(Data entries)
======

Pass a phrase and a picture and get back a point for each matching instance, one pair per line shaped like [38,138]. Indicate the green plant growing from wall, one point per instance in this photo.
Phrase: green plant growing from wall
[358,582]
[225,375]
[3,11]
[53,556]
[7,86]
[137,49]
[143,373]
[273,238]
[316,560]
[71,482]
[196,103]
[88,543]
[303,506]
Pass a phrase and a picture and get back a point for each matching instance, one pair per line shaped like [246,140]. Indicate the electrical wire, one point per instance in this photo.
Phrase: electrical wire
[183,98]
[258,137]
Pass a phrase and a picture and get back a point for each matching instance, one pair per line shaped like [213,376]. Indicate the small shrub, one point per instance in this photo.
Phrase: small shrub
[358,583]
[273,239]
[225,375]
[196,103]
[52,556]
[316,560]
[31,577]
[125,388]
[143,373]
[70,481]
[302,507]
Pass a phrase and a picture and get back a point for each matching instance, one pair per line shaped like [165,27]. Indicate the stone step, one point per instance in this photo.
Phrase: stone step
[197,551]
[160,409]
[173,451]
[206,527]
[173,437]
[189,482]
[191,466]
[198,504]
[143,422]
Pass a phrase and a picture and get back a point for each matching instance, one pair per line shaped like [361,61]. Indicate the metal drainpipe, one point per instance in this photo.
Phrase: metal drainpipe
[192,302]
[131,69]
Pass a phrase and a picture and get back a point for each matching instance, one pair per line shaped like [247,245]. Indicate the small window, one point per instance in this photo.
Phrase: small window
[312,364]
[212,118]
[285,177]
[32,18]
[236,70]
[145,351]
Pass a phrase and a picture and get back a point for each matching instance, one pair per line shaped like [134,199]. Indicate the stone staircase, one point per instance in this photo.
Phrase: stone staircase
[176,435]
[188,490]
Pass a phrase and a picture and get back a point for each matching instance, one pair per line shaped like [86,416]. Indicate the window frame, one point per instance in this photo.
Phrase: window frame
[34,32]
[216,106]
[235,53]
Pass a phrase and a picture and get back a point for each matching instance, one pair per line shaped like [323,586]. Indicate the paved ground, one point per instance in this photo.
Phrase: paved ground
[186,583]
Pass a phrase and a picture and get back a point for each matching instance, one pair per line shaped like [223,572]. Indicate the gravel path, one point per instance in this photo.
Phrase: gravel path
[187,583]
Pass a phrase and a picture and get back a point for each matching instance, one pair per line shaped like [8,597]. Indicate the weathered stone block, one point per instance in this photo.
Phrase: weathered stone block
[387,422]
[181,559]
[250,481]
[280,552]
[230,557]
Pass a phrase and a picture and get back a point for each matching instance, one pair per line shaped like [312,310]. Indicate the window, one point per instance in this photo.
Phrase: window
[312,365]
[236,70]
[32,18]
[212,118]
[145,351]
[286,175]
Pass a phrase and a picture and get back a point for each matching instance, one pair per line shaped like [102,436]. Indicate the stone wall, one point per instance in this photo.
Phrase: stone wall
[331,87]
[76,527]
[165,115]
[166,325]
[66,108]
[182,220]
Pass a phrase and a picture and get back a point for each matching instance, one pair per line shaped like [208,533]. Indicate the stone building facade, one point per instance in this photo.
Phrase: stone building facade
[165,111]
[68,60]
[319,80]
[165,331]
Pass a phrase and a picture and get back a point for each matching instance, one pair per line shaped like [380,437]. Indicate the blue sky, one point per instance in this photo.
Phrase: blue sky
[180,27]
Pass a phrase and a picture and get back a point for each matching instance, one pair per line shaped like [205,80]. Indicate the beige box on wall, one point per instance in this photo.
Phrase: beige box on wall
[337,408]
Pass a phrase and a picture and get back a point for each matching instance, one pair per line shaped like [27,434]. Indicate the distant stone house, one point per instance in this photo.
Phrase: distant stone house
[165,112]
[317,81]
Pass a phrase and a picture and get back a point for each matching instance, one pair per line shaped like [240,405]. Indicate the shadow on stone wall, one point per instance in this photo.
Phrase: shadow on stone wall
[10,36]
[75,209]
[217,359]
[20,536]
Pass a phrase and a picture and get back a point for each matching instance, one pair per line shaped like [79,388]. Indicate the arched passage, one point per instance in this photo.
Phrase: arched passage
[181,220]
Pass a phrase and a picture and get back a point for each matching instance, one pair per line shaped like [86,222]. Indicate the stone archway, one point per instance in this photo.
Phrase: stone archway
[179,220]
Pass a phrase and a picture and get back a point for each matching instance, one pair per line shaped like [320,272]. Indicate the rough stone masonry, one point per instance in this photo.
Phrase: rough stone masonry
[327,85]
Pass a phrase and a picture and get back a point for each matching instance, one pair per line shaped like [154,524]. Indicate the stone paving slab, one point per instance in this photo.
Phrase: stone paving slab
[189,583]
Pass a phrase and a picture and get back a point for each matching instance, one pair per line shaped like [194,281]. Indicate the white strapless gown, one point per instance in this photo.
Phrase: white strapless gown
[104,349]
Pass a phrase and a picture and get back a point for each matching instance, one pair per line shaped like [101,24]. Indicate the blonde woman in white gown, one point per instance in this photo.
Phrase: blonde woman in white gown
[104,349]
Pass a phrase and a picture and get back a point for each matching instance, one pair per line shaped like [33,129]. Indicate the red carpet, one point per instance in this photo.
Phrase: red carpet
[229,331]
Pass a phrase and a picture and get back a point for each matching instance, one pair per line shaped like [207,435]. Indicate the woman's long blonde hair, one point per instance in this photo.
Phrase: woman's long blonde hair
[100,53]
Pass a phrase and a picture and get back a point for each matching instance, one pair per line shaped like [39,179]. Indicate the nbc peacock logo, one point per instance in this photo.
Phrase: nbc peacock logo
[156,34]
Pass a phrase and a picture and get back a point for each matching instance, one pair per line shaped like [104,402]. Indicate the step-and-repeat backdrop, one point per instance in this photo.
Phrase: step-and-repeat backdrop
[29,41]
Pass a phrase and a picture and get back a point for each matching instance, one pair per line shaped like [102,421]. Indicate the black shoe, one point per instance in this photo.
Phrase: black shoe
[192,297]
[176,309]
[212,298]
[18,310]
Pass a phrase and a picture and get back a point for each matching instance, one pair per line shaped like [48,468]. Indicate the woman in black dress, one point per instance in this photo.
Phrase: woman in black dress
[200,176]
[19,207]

======

#### SET TASK
Return, word for word, every line from the line with "hair, one point per instance in this photo." to the final line of the data.

#### EXPECTED OUTPUT
Pass a phrase and a picture and get back a point for each matching instance, one pair per line shaped like [207,435]. Indicate the woman's long blonde hair, one point per instance in this photo.
Phrase: woman's long blonde hair
[100,53]
Pass a phrase and a picture and get back a point for each matching instance, one pair per line shaped like [39,179]. Indicate the nbc peacock logo, one point per instance in this photo.
Phrase: nbc peacock logo
[156,34]
Pass a phrase and a picture and get back a point for each matching instance, one pair per line shaped like [104,402]. Indicate the step-and-repeat backdrop, one point per instance in this photo.
Phrase: step-and-repeat backdrop
[29,41]
Pass a phrase and a picture and get back a point for each matching instance, one pair per line shaped like [102,421]. Indicate the black shoe, one point per instance in this photo.
Phrase: black shoe
[192,297]
[176,309]
[212,298]
[18,310]
Pass a phrase and a picture and get back a point for each matching instance, one pair per line shaped like [48,468]. Indicate the woman in black dress, one point per instance in this photo.
Phrase: woman in black dress
[200,176]
[19,207]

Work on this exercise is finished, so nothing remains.